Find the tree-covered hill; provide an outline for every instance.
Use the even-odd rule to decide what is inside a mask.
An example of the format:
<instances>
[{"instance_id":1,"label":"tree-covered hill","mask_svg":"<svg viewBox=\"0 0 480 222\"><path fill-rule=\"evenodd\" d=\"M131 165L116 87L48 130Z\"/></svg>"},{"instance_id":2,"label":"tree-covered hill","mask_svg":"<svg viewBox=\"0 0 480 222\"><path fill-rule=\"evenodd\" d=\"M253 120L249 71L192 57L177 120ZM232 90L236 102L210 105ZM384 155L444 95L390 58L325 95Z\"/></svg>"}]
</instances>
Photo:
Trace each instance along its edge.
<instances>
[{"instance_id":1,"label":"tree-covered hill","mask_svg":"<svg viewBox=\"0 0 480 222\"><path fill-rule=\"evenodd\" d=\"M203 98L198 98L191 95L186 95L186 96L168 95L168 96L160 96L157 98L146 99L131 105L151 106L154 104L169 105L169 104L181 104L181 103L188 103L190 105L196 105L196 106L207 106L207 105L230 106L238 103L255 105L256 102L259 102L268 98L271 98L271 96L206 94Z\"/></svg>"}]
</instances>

## Exercise
Copy the listing in full, and keep every word exactly as it is.

## Answer
Find the tree-covered hill; provide an outline for every instance.
Use the even-odd rule to decide what is inside a mask.
An example of the format:
<instances>
[{"instance_id":1,"label":"tree-covered hill","mask_svg":"<svg viewBox=\"0 0 480 222\"><path fill-rule=\"evenodd\" d=\"M131 165L116 87L48 130Z\"/></svg>"},{"instance_id":2,"label":"tree-covered hill","mask_svg":"<svg viewBox=\"0 0 480 222\"><path fill-rule=\"evenodd\" d=\"M253 120L249 71L192 57L177 120ZM232 90L236 102L210 105ZM384 155L444 95L390 58L325 95Z\"/></svg>"}]
</instances>
Photo:
Trace each instance along its edge.
<instances>
[{"instance_id":1,"label":"tree-covered hill","mask_svg":"<svg viewBox=\"0 0 480 222\"><path fill-rule=\"evenodd\" d=\"M203 98L198 98L191 95L186 95L186 96L168 95L168 96L160 96L157 98L146 99L131 105L151 106L154 104L169 105L169 104L181 104L181 103L188 103L190 105L196 105L196 106L207 106L207 105L230 106L238 103L255 105L256 102L259 102L268 98L271 98L271 96L206 94Z\"/></svg>"}]
</instances>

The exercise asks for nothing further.